Aim:
Rename "pillow" to "cushion" in the lines running from the one containing "of the gray" through the end of the listing, and give those lines back with nothing else changed.

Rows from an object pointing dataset
=-=-=-=-=

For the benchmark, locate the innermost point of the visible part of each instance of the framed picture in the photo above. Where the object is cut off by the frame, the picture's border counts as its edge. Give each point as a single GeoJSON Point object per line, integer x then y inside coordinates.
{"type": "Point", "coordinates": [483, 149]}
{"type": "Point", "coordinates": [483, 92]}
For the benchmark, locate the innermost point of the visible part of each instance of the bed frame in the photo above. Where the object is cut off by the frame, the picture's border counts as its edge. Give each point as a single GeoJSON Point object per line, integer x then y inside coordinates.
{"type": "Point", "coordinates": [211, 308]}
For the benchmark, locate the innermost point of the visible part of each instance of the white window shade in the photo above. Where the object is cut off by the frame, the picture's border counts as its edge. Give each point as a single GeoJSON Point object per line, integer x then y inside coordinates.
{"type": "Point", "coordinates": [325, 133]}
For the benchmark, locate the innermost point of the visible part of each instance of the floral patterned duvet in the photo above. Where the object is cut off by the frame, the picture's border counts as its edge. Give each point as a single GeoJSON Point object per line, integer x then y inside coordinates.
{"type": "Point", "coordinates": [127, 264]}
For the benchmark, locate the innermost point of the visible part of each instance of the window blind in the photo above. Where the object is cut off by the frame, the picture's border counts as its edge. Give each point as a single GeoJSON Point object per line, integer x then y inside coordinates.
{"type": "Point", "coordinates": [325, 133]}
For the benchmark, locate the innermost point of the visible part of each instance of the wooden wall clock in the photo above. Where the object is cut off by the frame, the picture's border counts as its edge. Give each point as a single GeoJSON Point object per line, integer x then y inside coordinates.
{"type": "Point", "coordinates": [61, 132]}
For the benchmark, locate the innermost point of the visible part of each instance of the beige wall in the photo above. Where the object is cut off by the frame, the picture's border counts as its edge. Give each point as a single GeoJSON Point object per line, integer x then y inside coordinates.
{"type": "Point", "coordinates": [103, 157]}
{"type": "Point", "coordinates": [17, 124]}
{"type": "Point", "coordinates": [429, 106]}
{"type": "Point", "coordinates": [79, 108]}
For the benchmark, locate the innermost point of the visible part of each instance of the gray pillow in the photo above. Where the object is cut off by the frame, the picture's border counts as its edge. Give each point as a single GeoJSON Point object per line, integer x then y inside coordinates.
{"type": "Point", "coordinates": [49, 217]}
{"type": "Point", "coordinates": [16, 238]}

=-=-=-=-=

Response:
For the benchmark, locate the innermost point of the visible part of each instance of the gray cushion in the photo above. Where the object is cut off by the frame, the picture's border counts as its edge. Give each point as a single GeoJSON Point object per line, integer x then y inside coordinates.
{"type": "Point", "coordinates": [49, 217]}
{"type": "Point", "coordinates": [16, 238]}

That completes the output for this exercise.